Al Qaeda threat to murder Pope foiled in London

Scotland Yard arrested five Algerian men at dawn Friday, Sept. 17 following intelligence of a potential terrorist threat to Pope Benedict XVI during his visit to London. The Counter-Terror Command ordered the arrests at business premises in central London and homes in Muslim areas of East and North London where searches continue. The five suspects aged from 26 to 50 are not British nationals and were employed by a private street cleaning service. They are suspected of "the commission, preparation or instigation of acts of terrorism Act 2000. A papal spokesman said the pontiff was calm and his UK schedule would remain unchanged.
No further information is available from official sources in London. The reports indicate that the five Algerians reached their London rendezvous overnight to prepare for their operation – apparently to assassinate the pope. There, they may have been given their weapons or explosives. The UK Counter-Terror Command appears to have acted in the nick of time to prevent the attack shortly after receiving intelligence.

> [PROVIDED MATERIAL]

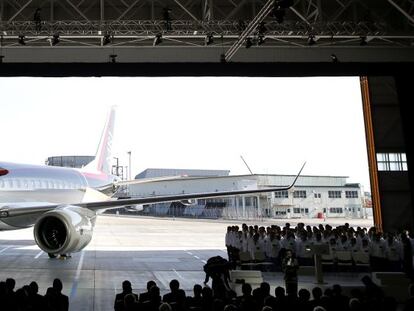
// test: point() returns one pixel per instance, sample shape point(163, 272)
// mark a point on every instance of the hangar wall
point(391, 162)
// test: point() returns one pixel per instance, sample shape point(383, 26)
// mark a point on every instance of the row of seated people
point(368, 297)
point(27, 297)
point(381, 251)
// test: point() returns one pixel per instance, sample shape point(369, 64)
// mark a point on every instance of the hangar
point(371, 39)
point(312, 197)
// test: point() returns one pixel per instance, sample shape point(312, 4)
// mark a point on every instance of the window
point(299, 194)
point(392, 161)
point(351, 194)
point(334, 194)
point(335, 210)
point(282, 194)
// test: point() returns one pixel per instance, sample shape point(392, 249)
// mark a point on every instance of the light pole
point(117, 166)
point(129, 163)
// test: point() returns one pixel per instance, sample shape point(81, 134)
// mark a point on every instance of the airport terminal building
point(311, 197)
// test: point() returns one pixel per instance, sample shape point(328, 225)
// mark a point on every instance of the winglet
point(297, 176)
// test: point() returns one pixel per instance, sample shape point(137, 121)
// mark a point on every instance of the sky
point(191, 122)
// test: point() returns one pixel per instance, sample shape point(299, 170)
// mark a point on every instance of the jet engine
point(64, 230)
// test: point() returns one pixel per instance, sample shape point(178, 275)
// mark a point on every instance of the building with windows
point(69, 161)
point(311, 197)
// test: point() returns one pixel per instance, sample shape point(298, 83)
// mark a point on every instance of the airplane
point(62, 203)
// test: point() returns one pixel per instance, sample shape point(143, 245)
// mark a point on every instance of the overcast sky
point(199, 123)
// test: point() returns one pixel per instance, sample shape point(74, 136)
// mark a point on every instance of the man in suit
point(119, 298)
point(62, 300)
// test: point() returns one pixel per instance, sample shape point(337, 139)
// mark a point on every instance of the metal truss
point(205, 23)
point(192, 33)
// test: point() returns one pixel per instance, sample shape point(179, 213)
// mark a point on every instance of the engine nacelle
point(64, 230)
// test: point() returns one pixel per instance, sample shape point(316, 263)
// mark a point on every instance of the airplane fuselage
point(26, 183)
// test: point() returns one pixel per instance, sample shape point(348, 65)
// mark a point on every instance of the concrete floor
point(137, 249)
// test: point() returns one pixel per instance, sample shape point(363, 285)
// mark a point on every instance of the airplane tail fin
point(102, 161)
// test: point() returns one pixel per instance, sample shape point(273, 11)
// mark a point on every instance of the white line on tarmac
point(179, 275)
point(4, 249)
point(38, 255)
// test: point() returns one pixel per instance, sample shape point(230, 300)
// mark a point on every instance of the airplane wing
point(11, 211)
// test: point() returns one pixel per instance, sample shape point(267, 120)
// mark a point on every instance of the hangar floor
point(137, 249)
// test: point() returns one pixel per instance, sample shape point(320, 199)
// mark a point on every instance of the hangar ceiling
point(206, 30)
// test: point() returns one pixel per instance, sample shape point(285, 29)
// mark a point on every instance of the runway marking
point(76, 280)
point(38, 255)
point(179, 275)
point(5, 249)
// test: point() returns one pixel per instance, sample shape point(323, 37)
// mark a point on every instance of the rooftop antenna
point(246, 165)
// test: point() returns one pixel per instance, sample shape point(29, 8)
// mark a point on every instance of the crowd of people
point(288, 247)
point(369, 297)
point(204, 298)
point(386, 251)
point(27, 298)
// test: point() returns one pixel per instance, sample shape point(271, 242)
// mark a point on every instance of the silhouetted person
point(22, 298)
point(409, 304)
point(317, 294)
point(130, 302)
point(197, 300)
point(341, 301)
point(176, 295)
point(166, 14)
point(165, 307)
point(207, 298)
point(146, 296)
point(119, 298)
point(280, 299)
point(303, 300)
point(62, 300)
point(290, 267)
point(38, 19)
point(36, 301)
point(407, 261)
point(246, 300)
point(155, 300)
point(50, 299)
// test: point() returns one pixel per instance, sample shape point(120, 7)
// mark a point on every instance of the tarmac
point(137, 249)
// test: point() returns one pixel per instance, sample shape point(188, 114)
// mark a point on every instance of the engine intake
point(64, 230)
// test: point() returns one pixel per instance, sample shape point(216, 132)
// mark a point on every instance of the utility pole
point(117, 166)
point(129, 163)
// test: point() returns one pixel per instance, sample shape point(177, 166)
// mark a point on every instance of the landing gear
point(65, 256)
point(52, 256)
point(60, 256)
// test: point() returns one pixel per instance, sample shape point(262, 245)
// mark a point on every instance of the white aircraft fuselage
point(26, 183)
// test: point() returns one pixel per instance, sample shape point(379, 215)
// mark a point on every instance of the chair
point(328, 260)
point(361, 259)
point(259, 256)
point(344, 258)
point(245, 257)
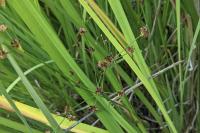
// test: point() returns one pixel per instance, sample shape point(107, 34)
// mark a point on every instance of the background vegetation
point(99, 66)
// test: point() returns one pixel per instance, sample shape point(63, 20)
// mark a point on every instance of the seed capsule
point(103, 64)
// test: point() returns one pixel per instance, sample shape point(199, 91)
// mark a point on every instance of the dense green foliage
point(119, 65)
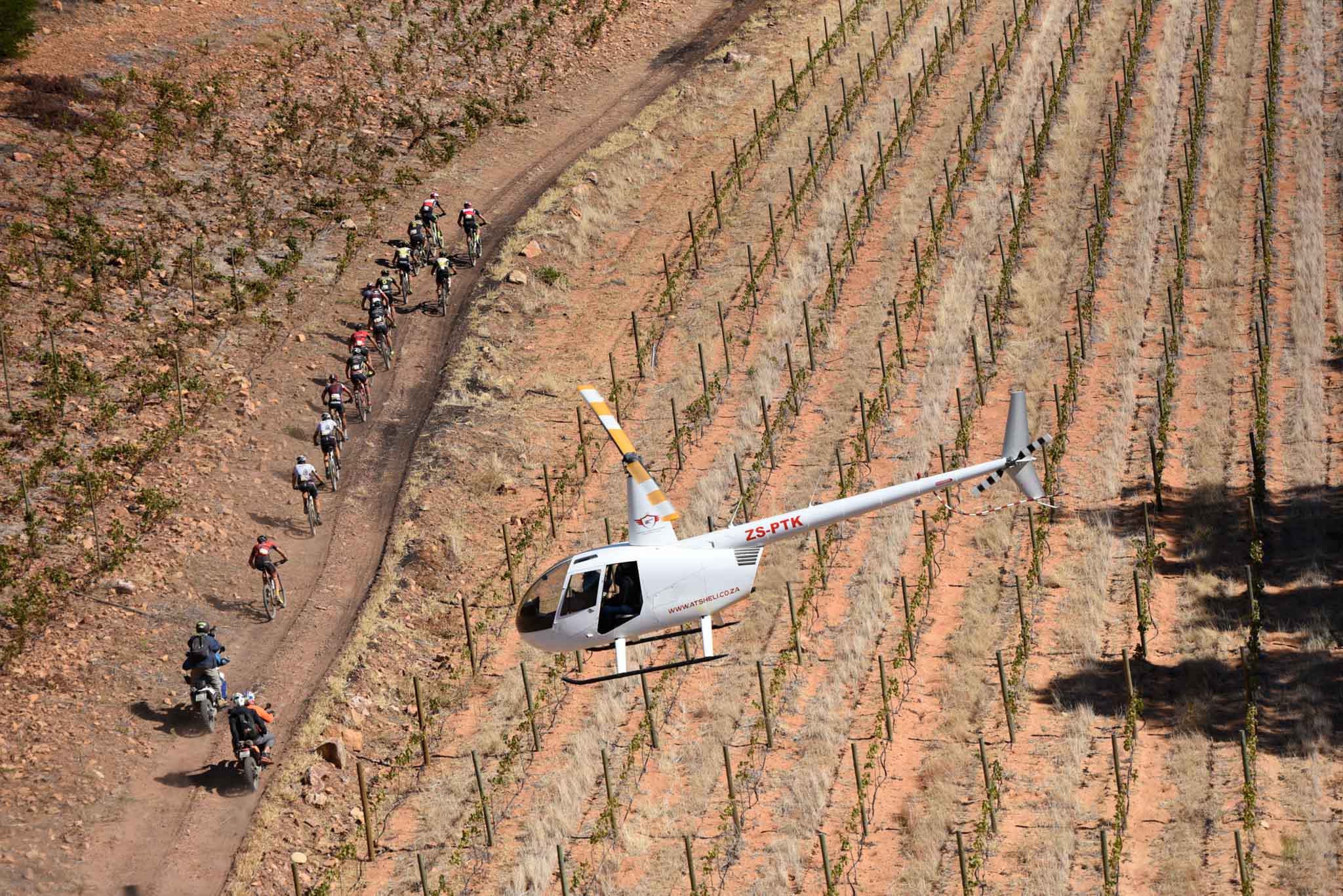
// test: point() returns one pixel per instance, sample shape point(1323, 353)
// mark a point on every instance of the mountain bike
point(332, 469)
point(473, 243)
point(273, 593)
point(311, 511)
point(384, 347)
point(443, 285)
point(361, 402)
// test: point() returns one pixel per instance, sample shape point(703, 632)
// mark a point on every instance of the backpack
point(198, 649)
point(245, 724)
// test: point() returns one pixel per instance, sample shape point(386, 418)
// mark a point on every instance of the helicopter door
point(578, 606)
point(622, 596)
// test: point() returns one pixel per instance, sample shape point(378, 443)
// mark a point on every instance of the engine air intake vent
point(747, 556)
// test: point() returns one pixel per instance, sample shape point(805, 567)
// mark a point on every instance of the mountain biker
point(387, 284)
point(442, 269)
point(415, 234)
point(403, 260)
point(360, 339)
point(470, 220)
point(205, 657)
point(380, 320)
point(431, 210)
point(334, 395)
point(261, 560)
point(325, 435)
point(247, 723)
point(305, 480)
point(357, 370)
point(384, 303)
point(371, 292)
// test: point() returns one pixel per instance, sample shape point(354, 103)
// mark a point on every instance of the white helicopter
point(620, 593)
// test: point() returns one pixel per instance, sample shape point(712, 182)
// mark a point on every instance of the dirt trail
point(152, 847)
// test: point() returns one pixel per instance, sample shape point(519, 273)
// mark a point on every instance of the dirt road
point(183, 816)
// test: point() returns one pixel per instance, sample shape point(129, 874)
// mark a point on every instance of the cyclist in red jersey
point(261, 560)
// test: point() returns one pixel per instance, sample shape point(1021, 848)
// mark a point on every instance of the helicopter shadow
point(219, 778)
point(176, 720)
point(288, 526)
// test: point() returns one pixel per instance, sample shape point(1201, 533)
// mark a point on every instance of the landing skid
point(661, 637)
point(635, 672)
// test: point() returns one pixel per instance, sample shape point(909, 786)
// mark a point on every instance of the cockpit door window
point(622, 600)
point(582, 593)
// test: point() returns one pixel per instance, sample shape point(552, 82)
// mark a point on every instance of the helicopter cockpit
point(584, 595)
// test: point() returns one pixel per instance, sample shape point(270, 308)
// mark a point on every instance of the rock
point(333, 751)
point(316, 777)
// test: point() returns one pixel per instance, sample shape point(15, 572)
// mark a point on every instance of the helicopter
point(617, 595)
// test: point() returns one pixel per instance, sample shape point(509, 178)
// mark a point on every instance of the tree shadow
point(1302, 570)
point(178, 720)
point(1208, 695)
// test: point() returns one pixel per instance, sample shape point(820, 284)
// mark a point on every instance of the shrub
point(16, 26)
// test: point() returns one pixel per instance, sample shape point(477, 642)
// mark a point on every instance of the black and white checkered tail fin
point(1018, 453)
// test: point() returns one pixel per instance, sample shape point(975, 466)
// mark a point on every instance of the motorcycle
point(249, 762)
point(205, 697)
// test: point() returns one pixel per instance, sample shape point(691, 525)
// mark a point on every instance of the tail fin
point(1018, 452)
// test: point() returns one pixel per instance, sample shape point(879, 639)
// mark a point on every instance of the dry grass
point(1081, 614)
point(1131, 262)
point(1193, 811)
point(1304, 413)
point(1052, 853)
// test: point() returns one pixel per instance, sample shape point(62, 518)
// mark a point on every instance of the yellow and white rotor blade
point(651, 509)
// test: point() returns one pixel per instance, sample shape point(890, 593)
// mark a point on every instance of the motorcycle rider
point(247, 723)
point(205, 657)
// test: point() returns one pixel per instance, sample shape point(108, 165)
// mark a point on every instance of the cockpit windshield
point(542, 600)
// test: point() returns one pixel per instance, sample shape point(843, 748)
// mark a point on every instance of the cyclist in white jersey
point(328, 436)
point(306, 480)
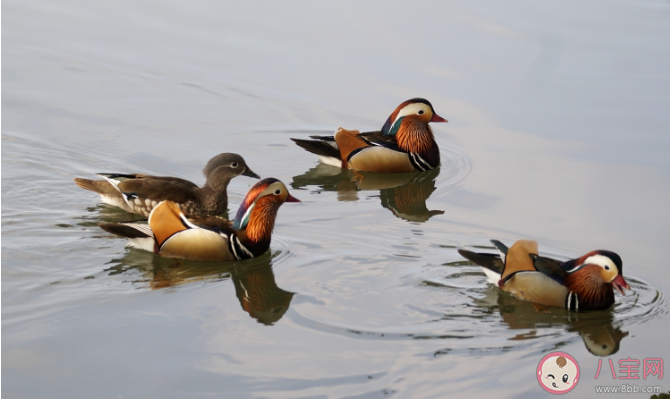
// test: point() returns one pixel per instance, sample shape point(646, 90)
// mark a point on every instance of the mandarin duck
point(138, 193)
point(169, 232)
point(259, 295)
point(405, 143)
point(585, 283)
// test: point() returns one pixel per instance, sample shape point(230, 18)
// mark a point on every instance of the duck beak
point(290, 198)
point(619, 283)
point(250, 173)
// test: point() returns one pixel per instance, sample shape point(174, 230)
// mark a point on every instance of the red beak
point(619, 283)
point(291, 198)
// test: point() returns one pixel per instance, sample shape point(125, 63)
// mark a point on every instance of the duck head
point(225, 166)
point(418, 108)
point(594, 276)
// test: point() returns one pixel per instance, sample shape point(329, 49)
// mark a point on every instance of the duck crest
point(391, 121)
point(592, 291)
point(261, 220)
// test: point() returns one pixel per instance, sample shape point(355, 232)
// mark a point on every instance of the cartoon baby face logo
point(558, 373)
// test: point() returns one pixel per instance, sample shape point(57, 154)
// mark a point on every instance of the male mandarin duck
point(170, 233)
point(138, 193)
point(405, 143)
point(585, 283)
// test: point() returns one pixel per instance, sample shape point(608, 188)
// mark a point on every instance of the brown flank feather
point(415, 135)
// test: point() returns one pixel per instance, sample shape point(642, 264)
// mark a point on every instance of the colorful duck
point(585, 283)
point(170, 233)
point(405, 143)
point(138, 193)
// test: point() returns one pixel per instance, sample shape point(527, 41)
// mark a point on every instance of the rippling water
point(557, 133)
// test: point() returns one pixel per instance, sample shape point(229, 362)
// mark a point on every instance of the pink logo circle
point(558, 373)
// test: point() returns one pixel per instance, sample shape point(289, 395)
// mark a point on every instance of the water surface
point(557, 132)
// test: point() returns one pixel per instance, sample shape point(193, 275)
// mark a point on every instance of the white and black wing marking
point(239, 251)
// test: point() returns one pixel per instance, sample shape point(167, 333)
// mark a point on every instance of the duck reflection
point(404, 194)
point(254, 281)
point(597, 329)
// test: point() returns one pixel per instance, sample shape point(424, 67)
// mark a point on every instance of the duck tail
point(134, 229)
point(489, 261)
point(101, 187)
point(325, 147)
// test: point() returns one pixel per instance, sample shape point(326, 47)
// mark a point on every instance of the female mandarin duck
point(585, 283)
point(405, 143)
point(170, 233)
point(137, 193)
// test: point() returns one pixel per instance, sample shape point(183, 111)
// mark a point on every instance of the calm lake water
point(558, 131)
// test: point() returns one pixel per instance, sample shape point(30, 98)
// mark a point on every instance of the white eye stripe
point(602, 261)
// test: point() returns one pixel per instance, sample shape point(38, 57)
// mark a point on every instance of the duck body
point(169, 232)
point(585, 283)
point(139, 193)
point(405, 143)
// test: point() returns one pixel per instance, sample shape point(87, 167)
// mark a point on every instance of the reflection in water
point(258, 293)
point(596, 328)
point(404, 194)
point(254, 280)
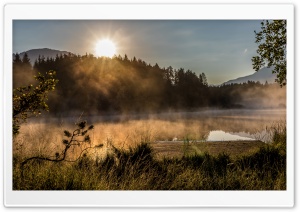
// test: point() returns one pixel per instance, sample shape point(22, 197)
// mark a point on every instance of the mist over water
point(203, 125)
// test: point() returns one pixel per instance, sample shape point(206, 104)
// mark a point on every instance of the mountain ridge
point(263, 75)
point(34, 54)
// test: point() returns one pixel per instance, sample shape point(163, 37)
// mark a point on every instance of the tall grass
point(137, 168)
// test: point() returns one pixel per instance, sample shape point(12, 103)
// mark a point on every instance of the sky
point(222, 49)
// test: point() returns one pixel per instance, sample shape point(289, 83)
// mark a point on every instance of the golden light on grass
point(105, 48)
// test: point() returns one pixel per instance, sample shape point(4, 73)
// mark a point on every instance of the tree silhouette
point(272, 48)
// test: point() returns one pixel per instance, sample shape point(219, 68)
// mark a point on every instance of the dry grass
point(232, 148)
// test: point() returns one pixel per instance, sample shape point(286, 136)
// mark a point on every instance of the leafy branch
point(77, 138)
point(31, 100)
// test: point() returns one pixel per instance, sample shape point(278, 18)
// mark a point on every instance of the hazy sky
point(222, 49)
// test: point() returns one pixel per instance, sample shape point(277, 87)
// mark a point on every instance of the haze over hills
point(33, 54)
point(263, 75)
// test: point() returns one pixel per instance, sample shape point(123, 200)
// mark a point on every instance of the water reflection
point(219, 135)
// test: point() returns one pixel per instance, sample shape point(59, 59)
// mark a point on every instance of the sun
point(105, 48)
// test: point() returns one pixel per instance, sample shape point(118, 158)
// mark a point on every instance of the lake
point(45, 135)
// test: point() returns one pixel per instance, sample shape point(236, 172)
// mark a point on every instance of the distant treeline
point(123, 85)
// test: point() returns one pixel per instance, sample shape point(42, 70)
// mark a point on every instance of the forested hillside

> [WORK REQUEST]
Answer these questions using the news report on the threat to Pope Benedict XVI:
1. What age range did the five suspects fall within?
2. What kind of business employed the suspects?
3. According to a papal spokesman, what would happen to the pope's UK schedule?

> [SOLUTION FOR THIS EXERCISE]
1. From 26 to 50.
2. A private street cleaning service.
3. It would remain unchanged.